THE REQUEST ::
How many lines of the items below contain the string “curved”, with case counting? Reply with the number alone.

Position identification items:
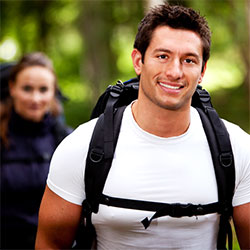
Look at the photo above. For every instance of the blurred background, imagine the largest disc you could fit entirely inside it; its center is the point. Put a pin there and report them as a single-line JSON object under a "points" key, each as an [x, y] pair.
{"points": [[90, 43]]}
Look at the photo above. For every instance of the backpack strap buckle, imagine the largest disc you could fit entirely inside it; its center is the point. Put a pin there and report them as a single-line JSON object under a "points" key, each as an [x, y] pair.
{"points": [[226, 159], [116, 90]]}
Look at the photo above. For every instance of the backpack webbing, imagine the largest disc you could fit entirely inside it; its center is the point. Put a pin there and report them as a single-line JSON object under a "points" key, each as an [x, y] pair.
{"points": [[102, 147]]}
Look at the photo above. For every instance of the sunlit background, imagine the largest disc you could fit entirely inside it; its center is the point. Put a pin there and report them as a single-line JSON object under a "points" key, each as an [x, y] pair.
{"points": [[90, 44]]}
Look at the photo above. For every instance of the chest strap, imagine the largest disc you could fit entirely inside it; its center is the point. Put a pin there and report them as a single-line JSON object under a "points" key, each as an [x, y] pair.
{"points": [[175, 210]]}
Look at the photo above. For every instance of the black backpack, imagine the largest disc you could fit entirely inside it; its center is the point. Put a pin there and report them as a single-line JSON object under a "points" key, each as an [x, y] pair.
{"points": [[109, 109]]}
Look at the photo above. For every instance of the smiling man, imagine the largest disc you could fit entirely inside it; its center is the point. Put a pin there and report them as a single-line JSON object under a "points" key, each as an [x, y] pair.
{"points": [[162, 154]]}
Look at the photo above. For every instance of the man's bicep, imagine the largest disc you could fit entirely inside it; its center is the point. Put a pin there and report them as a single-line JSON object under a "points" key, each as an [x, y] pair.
{"points": [[58, 222], [241, 217]]}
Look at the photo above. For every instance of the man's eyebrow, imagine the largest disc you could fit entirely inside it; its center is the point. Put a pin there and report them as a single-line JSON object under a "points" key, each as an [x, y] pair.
{"points": [[163, 50], [169, 51]]}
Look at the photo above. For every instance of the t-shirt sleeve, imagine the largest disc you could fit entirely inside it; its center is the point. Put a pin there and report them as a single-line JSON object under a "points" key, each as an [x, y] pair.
{"points": [[66, 174], [241, 148]]}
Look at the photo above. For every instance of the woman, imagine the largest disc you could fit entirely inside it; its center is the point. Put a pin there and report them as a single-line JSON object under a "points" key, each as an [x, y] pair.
{"points": [[31, 129]]}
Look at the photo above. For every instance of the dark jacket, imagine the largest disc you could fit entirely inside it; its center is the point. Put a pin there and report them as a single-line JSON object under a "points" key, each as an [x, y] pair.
{"points": [[24, 170]]}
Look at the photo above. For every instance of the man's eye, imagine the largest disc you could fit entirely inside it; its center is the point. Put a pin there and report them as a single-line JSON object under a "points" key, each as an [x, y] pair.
{"points": [[27, 88], [162, 57], [188, 60], [43, 89]]}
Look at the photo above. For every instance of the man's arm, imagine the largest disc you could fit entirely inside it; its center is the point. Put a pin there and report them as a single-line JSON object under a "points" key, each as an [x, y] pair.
{"points": [[241, 218], [58, 222]]}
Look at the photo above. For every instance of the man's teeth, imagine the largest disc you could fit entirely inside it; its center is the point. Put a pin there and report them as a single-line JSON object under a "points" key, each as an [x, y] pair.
{"points": [[169, 86]]}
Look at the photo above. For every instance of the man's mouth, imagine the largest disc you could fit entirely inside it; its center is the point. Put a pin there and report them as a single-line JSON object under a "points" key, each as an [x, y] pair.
{"points": [[170, 86]]}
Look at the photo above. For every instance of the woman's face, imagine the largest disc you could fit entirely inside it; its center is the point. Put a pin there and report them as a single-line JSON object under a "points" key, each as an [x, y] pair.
{"points": [[33, 92]]}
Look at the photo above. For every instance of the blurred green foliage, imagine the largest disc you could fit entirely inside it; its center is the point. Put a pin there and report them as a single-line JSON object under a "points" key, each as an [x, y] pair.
{"points": [[90, 44]]}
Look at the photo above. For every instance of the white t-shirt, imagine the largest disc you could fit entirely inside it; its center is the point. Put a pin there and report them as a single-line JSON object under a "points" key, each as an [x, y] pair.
{"points": [[147, 167]]}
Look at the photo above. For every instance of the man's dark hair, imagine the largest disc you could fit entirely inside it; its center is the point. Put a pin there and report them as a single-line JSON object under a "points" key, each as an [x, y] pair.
{"points": [[177, 17]]}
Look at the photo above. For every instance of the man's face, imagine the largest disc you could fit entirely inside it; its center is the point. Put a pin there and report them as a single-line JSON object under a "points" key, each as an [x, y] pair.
{"points": [[171, 69]]}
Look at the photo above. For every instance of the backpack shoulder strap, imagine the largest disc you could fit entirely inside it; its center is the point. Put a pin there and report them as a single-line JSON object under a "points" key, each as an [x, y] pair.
{"points": [[223, 161], [98, 161]]}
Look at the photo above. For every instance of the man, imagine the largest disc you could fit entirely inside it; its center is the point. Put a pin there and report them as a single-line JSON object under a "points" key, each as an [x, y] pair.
{"points": [[162, 153]]}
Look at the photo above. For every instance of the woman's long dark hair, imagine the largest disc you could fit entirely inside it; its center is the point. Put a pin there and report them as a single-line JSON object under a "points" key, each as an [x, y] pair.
{"points": [[6, 105]]}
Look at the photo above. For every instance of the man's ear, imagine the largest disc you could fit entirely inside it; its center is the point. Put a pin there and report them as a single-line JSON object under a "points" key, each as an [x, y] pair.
{"points": [[202, 73], [137, 61]]}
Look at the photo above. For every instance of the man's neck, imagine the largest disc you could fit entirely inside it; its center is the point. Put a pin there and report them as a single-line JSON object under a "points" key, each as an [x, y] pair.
{"points": [[161, 122]]}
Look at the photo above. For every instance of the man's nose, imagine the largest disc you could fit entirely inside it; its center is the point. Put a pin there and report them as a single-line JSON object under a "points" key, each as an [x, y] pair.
{"points": [[36, 96], [174, 69]]}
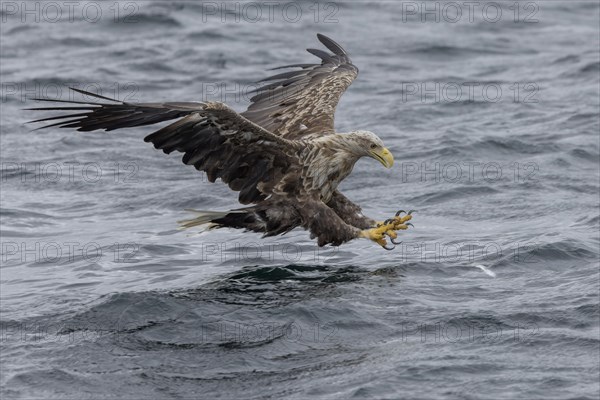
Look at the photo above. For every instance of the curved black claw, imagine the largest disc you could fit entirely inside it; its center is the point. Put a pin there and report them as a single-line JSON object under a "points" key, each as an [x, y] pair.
{"points": [[396, 243], [388, 248]]}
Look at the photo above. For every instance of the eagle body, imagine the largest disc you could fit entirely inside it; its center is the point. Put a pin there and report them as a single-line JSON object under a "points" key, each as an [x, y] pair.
{"points": [[282, 154]]}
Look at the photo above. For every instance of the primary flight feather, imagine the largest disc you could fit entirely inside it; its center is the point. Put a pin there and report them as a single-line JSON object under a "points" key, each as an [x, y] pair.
{"points": [[282, 154]]}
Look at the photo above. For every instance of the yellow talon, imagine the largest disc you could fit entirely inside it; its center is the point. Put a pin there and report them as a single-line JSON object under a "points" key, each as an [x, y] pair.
{"points": [[378, 234], [387, 227]]}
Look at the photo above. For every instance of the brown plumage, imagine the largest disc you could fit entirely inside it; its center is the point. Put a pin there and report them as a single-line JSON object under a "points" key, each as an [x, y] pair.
{"points": [[282, 155]]}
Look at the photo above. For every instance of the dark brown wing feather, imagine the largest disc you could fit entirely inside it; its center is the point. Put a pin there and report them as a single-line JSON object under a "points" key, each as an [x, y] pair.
{"points": [[213, 137], [302, 102]]}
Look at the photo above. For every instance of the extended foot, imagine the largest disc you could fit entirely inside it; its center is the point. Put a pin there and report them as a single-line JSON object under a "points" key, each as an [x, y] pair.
{"points": [[389, 228]]}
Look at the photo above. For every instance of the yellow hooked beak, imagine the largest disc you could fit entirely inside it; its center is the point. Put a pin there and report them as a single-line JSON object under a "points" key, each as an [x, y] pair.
{"points": [[384, 156]]}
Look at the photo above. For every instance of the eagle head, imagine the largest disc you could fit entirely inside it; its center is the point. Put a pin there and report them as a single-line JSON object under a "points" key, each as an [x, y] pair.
{"points": [[365, 143]]}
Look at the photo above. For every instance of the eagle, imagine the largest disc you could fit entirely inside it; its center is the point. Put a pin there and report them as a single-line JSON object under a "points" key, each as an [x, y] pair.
{"points": [[282, 154]]}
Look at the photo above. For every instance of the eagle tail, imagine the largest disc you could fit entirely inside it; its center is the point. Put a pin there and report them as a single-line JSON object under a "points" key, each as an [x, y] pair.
{"points": [[254, 218], [241, 219]]}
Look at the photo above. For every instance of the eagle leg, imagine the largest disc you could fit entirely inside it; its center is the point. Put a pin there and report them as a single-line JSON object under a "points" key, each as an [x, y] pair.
{"points": [[388, 228]]}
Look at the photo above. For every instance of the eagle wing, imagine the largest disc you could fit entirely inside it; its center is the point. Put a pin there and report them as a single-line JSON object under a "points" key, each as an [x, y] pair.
{"points": [[212, 137], [302, 102]]}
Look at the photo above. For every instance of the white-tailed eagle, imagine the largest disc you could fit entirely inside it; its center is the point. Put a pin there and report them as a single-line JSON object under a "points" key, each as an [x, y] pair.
{"points": [[282, 154]]}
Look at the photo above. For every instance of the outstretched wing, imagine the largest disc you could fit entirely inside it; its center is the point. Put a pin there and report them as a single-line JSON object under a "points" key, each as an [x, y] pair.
{"points": [[211, 136], [302, 102]]}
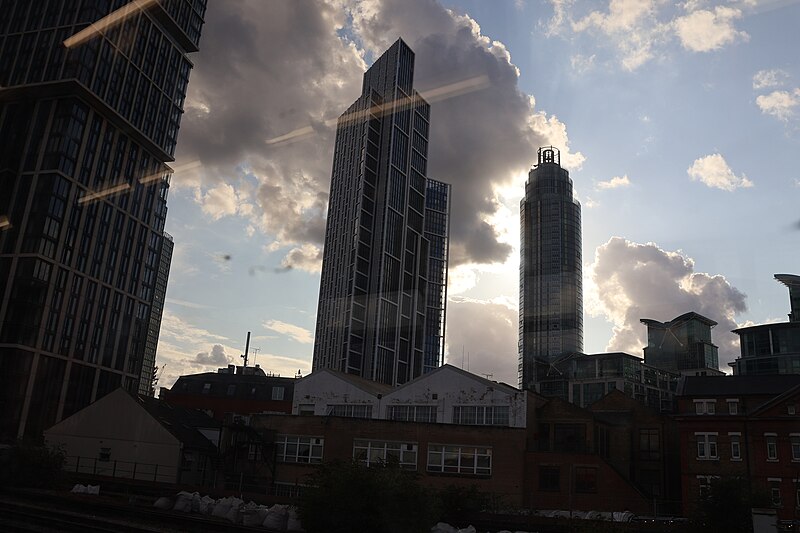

ANSWER TO THIS PROBLEM ::
1